## HOW TO COMPLETE THIS TASK
Count every line of these entries that holds the word "form", and reply with the number only.

## DATA LISTING
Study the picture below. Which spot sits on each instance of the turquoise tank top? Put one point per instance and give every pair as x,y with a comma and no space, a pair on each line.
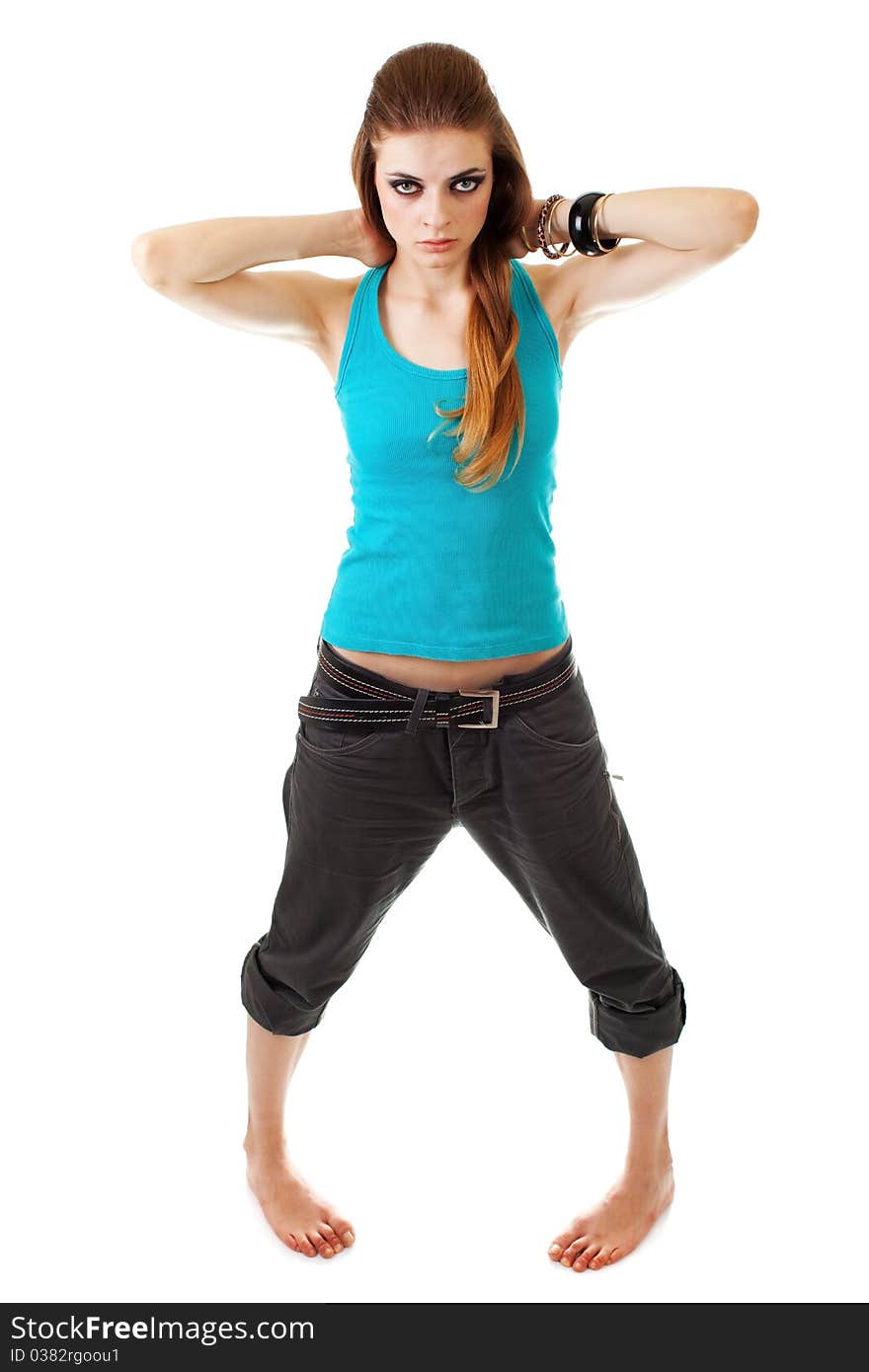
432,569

* * *

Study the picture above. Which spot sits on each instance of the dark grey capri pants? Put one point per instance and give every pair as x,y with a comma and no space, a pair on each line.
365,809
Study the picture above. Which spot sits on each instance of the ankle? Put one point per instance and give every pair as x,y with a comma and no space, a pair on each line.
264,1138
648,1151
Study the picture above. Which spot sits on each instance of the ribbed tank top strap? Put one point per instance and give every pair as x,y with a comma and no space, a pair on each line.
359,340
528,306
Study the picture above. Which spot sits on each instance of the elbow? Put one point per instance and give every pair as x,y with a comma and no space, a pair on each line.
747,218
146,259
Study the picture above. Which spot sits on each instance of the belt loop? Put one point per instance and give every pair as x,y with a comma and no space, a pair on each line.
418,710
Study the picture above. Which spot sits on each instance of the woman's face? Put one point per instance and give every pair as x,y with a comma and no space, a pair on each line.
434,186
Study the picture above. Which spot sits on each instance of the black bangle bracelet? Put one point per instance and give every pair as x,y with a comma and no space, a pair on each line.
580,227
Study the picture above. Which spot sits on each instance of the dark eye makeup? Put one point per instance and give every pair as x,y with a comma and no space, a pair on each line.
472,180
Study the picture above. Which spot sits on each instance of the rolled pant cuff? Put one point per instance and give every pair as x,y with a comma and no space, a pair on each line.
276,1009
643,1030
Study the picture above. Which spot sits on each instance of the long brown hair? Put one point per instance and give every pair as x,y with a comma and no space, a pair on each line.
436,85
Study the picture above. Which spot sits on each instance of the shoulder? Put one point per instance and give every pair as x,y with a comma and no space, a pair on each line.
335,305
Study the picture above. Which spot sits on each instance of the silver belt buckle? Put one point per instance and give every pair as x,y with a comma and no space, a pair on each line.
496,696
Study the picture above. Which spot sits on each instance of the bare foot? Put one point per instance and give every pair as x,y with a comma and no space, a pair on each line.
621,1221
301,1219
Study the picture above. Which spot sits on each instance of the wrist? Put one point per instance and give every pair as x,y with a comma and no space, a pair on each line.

...

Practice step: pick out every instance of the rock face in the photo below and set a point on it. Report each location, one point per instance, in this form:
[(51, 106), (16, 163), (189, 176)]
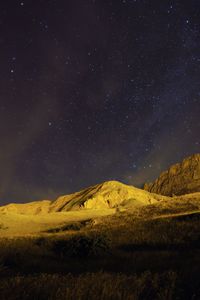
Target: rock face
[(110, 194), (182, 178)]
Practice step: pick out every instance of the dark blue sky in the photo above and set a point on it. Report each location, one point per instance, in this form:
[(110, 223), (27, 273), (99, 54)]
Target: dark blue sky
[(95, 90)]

## COMPLETED TASK
2